Two Sussex County heroin deaths have been connected to a fentanyl additive, according to a report from the Office of the Chief Medical Examiner.
To date, toxicology reports confirm the Sussex deaths were part of six statewide in which heroin was laced with fentanyl and used between March 20 and April 5. The state's first fentanyl-laced heroin death was announced May 9.
The Sussex County deaths occurred March 29, and involved a 28-year-old woman and a 46-year-old man, said Jill Fredel, communications director for the Department of Health and Social Services.
Statewide, she said, the deaths included four men and two women, ranging in age from 28 to 58; five were from Delaware, one was from Maryland, Besides Sussex County, she said, the other deaths occurred in New Castle County. During the last outbreak of fentanyl-tainted heroin overdoses in 2006, seven deaths occurred in Delaware.
Fentanyl is a synthetic painkiller that is 50 to 100 times more potent than heroin. Mixed with heroin, it produces a stronger high, according to the Centers for Disease Control and Prevention. Fentanyl-laced heroin has been blamed for dozens of deaths across the United States this year, including 28 confirmed deaths in Philadelphia in March and April. Maryland, Connecticut, Rhode Island and Michigan also have reported fentanyl-related overdose deaths this year.

-----

> [What this exercise asks]:
1. For each statement, decide whether the passage on fentanyl-laced heroin deaths supports it, and quote the words that settle it: (a) Both Sussex County deaths happened on March 29. (b) The state's first fentanyl-laced heroin death was announced in April. (c) Fentanyl is weaker than heroin.
2. Write the next few sentences of the passage on fentanyl-laced heroin deaths, picking up after its final sentence.
The listing comes from a source separate from the passage on fentanyl-laced heroin deaths.

(Records excerpted from a collection)
-----

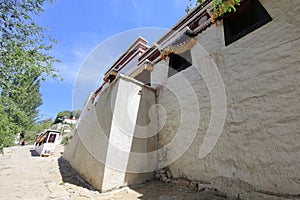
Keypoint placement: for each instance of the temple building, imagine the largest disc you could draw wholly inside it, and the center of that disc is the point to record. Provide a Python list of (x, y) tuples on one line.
[(215, 100)]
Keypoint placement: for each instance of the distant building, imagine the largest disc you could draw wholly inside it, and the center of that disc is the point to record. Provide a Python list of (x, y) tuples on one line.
[(70, 121), (230, 97)]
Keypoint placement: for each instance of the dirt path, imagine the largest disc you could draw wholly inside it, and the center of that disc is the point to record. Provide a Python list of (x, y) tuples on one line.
[(23, 175)]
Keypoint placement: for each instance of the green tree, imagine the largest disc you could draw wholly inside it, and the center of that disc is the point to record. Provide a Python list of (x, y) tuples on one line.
[(25, 60)]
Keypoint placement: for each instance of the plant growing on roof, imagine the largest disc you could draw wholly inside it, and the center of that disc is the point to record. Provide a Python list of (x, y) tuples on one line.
[(220, 7)]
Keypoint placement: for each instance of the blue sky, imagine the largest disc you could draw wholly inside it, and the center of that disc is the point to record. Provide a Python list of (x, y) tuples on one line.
[(82, 26)]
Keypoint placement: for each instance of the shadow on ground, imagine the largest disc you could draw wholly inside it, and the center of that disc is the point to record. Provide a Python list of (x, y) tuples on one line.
[(168, 191), (69, 175)]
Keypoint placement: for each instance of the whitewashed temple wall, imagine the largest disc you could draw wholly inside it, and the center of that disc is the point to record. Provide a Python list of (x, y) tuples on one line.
[(258, 148)]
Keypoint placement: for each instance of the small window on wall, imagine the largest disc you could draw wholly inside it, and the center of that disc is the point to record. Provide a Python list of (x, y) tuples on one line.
[(250, 15), (179, 62), (144, 77)]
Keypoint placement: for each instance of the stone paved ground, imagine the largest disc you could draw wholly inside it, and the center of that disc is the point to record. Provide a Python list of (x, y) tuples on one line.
[(23, 175)]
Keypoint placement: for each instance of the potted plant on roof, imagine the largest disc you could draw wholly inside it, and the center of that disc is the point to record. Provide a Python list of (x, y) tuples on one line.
[(220, 7)]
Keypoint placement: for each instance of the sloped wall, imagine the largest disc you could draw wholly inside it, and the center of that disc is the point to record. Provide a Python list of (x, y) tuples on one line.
[(101, 149), (258, 148)]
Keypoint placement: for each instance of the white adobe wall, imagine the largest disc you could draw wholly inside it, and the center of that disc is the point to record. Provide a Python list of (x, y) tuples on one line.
[(101, 150), (259, 145)]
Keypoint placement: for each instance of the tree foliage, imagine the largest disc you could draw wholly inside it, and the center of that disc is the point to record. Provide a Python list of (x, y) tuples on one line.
[(25, 61), (67, 115)]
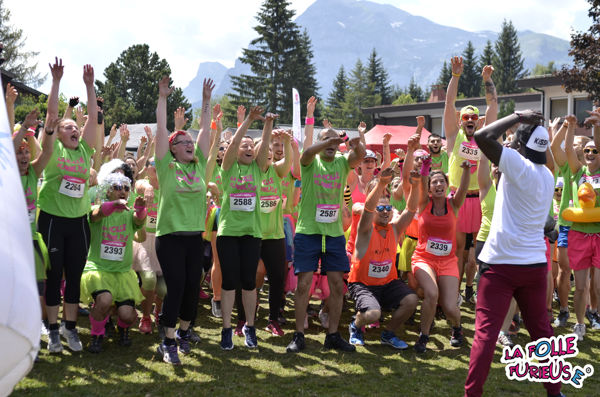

-----

> [Responses]:
1.
(a) Yes: "The Sussex County deaths occurred March 29"
(b) No: "The state's first fentanyl-laced heroin death was announced May 9."
(c) No: "Fentanyl is a synthetic painkiller that is 50 to 100 times more potent than heroin."

2.
“This number of deaths in such a short period of time qualifies as an epidemic,” said Dr. Karyl Rattay, director of DHSS’ Division of Public Health. “The Division of Public Health will be educating health care providers and the general public about this crisis.”
In January, the Delaware Information and Analysis Center distributed an alert to all law enforcement agencies warning residents that fentanyl-laced heroin was likely to arrive in the state. Because illicit fentanyl can come in white powder form like heroin, users don’t know the fentanyl is mixed in. The fentanyl-heroin mix can be sold on the street with names like “Thor,” “Black Dahlia,” “New Arrival,” Thera Flu,” “7 of Hearts,” “China White,” “Shine” and “New World” stamped on the bags.
“Troopers will continue to combat the scourge of heroin in our state through continued active and aggressive investigations, including joint investigations and criminal intelligence sharing with our partners from all local, regional, and federal law enforcement agencies,” said Sgt. Paul G. Shavack, spokesman for the Delaware State Police.